### What needs to be done
Can the data below be set down again exactly, line for line?

— start —

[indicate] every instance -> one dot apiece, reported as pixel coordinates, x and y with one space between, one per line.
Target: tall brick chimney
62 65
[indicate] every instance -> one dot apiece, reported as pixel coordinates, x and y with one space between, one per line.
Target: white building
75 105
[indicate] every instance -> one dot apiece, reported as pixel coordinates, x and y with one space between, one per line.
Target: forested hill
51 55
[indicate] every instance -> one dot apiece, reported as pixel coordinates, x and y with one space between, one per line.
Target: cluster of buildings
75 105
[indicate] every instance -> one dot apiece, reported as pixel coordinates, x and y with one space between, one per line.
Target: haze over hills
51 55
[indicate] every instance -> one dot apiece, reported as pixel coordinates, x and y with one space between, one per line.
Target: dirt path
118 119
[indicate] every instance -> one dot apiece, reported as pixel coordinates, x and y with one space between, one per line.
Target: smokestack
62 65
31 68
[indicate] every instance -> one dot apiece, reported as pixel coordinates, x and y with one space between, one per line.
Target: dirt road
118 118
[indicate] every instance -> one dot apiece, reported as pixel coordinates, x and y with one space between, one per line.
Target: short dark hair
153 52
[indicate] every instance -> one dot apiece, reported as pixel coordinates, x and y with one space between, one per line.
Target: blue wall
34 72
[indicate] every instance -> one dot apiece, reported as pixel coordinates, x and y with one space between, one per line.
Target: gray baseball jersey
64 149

— end —

### Written answer
[indicate] every instance -> one dot apiece, reported as pixel coordinates, x and y with one space between, one per line.
Target: tall brick chimney
62 65
[indicate] every instance -> one dot apiece, reported as pixel coordinates, x and y with one space between, one per line.
Target: white building
75 105
[indicate] every instance -> one dot apiece, reported as pixel coordinates, x and y with one space between, one per line.
Target: forested hill
51 55
[indicate] every instance -> one dot apiece, reported as pixel coordinates, x and y with one space between, one per line.
Target: cluster of buildings
75 105
[indicate] every instance -> one dot apiece, reported as pixel coordinates, x and y with one space between, one per line.
Target: haze over hills
51 55
[indicate] every instance -> one dot apiece, reported as pixel coordinates, x and y with one space between, one per line.
Target: dirt path
118 119
[indicate] every instance -> one dot apiece, reported as pixel coordinates, x and y with one space between, one per line.
Target: smokestack
62 65
31 68
[indicate] every instance -> one dot apiece, reported as pixel coordinates, x and y with one space between, one per line.
Target: dirt road
118 118
[indicate] every instance -> one dot apiece, reported as pixel coordinates, x and y with one space between, one per line.
Target: short dark hair
153 52
[indicate] every instance -> one dot apiece, reported as pixel coordinates, x and y with one space between, one per line.
Target: blue wall
34 72
[indicate] every instance -> one dot apiece, reported as pixel coordinates, x and y with one space between, one per line.
Target: gray baseball jersey
64 149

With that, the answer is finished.